INSTRUCTION: Report every line below that contains the word "roof", copying each such line in full. Matching is case-sensitive.

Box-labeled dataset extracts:

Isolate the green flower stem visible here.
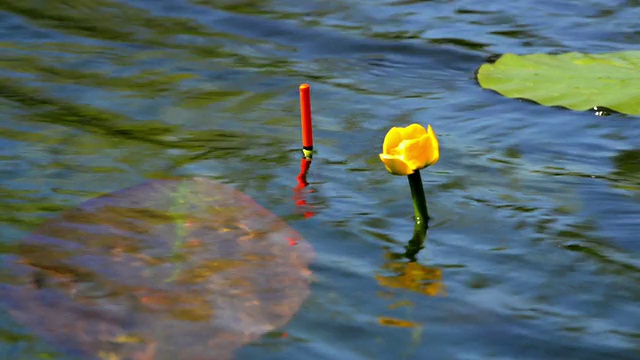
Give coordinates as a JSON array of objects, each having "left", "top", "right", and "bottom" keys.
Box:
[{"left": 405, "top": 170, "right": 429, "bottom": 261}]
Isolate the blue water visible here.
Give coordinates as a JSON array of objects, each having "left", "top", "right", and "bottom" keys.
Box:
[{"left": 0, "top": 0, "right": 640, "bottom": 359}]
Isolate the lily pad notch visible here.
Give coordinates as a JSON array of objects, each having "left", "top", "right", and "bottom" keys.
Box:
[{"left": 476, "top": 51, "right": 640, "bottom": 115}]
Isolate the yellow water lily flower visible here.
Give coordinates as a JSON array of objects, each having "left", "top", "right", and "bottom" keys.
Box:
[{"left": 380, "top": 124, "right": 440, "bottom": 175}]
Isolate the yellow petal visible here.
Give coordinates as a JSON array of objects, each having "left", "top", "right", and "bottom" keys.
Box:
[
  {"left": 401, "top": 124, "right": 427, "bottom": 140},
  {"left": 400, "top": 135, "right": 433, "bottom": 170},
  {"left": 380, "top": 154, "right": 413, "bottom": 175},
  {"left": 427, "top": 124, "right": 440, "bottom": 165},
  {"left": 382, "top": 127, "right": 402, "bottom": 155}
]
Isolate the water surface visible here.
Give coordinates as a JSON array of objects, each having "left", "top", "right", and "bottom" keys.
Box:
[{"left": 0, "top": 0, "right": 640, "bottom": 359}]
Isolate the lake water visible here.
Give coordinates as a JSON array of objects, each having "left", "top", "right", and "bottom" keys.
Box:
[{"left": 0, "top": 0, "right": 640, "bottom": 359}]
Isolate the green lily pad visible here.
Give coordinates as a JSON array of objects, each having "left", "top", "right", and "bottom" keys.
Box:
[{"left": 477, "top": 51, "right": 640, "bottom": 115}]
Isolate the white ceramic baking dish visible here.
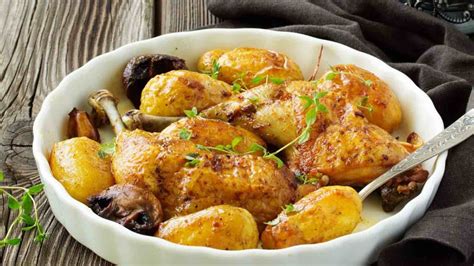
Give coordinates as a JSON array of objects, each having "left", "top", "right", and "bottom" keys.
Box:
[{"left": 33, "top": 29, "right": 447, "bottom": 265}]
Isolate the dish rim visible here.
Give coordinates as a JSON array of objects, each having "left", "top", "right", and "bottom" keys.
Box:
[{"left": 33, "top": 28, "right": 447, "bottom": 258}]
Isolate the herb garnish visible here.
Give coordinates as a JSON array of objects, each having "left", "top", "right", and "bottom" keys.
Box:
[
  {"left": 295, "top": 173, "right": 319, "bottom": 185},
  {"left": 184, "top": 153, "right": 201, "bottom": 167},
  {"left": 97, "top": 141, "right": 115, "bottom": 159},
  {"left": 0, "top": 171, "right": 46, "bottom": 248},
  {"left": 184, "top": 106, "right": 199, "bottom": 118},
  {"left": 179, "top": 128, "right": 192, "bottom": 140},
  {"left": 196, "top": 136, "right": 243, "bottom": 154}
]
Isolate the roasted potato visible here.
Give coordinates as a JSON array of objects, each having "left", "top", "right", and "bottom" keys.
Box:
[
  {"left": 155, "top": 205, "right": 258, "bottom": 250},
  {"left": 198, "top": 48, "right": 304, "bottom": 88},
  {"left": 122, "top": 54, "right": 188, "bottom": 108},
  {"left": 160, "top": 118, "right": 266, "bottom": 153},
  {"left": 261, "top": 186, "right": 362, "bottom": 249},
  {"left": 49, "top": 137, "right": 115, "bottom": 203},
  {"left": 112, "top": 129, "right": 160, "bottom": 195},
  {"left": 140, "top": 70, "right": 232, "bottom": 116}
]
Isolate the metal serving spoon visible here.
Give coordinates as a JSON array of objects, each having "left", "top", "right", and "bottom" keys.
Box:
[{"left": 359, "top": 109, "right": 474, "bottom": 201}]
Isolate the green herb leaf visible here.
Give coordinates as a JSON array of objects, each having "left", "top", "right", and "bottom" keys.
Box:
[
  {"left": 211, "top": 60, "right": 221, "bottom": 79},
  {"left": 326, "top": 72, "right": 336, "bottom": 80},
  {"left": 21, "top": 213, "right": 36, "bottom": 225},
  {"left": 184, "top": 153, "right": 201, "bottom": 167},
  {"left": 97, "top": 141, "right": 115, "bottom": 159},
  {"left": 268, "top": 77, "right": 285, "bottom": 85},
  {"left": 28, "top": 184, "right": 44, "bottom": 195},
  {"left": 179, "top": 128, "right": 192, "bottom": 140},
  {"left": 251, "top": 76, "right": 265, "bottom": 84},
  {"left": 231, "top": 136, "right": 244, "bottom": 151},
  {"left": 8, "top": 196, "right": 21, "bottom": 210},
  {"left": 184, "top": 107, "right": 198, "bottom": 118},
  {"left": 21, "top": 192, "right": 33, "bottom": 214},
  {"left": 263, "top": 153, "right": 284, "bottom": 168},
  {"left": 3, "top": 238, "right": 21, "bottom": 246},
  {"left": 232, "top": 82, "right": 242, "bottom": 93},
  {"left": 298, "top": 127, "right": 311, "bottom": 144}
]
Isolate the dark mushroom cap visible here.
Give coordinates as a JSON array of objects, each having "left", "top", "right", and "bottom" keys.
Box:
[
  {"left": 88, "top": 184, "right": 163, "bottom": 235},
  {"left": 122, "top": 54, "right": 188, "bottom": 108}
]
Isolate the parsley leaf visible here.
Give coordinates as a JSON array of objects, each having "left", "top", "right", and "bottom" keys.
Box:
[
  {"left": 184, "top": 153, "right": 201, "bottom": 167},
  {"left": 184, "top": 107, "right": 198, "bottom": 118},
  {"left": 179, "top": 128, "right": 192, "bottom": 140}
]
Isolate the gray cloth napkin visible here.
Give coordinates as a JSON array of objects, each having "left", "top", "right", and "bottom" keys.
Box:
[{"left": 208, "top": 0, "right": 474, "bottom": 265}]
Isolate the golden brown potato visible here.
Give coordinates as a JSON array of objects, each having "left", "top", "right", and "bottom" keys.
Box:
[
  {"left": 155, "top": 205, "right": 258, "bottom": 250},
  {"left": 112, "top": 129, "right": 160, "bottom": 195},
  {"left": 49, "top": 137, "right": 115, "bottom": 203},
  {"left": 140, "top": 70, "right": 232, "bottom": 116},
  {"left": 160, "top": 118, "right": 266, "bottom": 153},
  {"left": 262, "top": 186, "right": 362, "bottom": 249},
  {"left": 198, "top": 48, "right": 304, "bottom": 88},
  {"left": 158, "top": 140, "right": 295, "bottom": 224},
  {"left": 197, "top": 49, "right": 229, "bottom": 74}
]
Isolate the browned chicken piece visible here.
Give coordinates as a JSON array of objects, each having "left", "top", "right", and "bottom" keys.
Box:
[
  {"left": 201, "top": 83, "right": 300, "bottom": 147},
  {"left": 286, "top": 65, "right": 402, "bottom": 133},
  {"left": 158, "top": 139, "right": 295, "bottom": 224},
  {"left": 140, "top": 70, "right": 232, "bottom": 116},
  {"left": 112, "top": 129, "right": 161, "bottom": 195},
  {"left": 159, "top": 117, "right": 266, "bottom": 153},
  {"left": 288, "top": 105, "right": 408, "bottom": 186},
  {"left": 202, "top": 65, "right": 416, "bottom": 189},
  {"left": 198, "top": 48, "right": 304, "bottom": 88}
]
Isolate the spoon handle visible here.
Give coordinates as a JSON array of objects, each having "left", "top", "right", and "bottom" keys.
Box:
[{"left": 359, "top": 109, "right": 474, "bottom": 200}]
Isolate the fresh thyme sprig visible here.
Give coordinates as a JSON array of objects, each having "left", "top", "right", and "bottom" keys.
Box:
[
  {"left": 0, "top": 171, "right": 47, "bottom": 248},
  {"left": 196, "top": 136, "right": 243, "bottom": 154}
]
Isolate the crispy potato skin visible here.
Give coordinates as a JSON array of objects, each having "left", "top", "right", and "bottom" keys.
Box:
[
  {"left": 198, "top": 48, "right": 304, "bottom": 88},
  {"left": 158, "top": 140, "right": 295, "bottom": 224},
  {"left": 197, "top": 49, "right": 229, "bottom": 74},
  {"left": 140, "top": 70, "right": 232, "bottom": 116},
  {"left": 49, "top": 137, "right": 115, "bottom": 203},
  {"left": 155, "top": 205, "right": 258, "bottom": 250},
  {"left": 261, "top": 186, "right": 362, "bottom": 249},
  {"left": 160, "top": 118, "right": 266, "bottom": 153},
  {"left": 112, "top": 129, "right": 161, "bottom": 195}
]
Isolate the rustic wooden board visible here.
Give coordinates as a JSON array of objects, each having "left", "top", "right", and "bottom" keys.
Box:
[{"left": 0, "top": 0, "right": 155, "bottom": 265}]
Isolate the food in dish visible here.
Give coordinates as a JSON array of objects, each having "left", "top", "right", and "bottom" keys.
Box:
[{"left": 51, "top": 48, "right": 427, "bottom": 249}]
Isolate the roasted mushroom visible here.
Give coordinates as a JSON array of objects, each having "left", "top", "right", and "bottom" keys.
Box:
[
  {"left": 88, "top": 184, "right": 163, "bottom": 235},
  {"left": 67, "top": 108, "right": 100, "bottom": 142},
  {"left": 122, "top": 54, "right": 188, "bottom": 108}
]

==

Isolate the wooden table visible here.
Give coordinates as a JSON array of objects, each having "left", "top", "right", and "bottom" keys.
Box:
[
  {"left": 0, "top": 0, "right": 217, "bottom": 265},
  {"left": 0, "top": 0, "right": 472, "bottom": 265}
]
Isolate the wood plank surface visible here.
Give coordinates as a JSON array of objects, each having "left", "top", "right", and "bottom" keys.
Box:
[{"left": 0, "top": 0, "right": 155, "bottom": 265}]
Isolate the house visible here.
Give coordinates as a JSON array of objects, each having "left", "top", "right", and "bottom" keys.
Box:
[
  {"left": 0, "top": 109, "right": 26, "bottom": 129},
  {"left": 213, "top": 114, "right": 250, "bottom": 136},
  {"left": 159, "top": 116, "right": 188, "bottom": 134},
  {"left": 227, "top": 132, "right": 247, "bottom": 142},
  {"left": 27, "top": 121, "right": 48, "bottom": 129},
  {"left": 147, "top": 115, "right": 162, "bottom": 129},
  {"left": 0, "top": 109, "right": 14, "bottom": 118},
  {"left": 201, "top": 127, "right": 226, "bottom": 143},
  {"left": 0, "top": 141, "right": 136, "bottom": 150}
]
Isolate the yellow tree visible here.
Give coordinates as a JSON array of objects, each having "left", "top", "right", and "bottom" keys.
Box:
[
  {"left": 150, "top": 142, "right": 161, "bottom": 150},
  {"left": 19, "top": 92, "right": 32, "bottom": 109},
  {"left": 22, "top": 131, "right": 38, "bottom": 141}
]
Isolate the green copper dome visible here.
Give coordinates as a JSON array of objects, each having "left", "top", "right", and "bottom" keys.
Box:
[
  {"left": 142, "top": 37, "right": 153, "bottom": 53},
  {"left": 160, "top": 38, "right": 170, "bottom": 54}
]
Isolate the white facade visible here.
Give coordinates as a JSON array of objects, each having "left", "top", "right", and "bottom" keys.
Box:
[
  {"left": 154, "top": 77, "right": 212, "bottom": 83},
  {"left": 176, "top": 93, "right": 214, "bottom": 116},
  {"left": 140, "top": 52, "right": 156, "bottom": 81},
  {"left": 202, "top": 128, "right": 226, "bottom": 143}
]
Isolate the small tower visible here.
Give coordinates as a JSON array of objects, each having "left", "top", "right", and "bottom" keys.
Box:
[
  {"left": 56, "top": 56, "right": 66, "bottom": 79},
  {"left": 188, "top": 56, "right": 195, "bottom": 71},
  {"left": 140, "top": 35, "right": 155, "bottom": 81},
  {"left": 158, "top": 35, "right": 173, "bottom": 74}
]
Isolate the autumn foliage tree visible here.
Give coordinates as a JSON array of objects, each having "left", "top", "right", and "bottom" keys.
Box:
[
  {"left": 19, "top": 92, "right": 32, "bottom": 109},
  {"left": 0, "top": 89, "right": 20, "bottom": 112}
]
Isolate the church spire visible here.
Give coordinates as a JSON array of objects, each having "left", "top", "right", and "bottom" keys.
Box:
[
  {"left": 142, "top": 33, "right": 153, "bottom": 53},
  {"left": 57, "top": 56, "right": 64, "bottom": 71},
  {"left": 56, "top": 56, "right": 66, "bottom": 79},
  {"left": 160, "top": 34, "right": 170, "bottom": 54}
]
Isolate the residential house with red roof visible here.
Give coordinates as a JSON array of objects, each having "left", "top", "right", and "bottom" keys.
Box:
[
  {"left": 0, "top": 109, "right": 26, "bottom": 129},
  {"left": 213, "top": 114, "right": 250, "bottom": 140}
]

==

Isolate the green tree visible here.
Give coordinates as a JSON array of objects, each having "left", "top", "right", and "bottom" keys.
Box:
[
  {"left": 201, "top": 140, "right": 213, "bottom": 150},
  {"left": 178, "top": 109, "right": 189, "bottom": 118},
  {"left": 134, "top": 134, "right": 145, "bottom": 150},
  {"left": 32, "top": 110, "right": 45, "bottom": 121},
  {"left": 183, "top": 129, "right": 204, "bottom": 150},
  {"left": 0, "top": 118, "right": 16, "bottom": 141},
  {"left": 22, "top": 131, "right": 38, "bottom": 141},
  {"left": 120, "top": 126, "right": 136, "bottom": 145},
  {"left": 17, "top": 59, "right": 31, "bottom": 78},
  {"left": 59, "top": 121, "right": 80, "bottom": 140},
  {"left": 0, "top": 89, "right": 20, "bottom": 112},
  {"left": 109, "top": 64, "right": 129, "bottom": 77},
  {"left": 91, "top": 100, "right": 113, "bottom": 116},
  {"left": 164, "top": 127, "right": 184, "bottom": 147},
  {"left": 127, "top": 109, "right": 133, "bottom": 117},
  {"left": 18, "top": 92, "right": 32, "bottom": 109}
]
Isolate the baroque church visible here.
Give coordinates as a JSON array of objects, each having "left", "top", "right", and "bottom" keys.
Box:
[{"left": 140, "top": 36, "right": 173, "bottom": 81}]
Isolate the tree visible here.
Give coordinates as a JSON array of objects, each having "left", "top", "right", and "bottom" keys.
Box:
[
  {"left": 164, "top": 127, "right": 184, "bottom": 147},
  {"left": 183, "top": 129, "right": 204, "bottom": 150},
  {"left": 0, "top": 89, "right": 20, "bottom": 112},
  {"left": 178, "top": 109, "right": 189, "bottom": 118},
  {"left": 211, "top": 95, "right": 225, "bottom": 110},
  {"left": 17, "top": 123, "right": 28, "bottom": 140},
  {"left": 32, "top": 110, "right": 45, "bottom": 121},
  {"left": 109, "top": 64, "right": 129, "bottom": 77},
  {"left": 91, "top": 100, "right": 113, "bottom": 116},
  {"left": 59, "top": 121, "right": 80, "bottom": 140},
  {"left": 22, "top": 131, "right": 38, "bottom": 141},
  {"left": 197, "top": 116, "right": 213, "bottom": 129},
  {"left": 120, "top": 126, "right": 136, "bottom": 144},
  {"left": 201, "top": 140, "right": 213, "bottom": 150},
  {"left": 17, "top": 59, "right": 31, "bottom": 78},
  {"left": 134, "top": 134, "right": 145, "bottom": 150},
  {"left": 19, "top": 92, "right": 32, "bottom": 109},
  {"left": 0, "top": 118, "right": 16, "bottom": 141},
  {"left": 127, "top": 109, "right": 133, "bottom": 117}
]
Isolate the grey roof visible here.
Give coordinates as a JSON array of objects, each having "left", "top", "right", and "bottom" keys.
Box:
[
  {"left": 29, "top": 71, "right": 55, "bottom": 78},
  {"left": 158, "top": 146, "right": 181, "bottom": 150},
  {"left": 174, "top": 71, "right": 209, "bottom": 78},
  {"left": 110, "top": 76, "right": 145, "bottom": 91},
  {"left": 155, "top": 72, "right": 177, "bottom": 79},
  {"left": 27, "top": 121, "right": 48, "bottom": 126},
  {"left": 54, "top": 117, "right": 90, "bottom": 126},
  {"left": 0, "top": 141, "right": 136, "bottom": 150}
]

EXERCISE RESULT:
Isolate the residential house with red roof visible here.
Isolate the grey roof visible here.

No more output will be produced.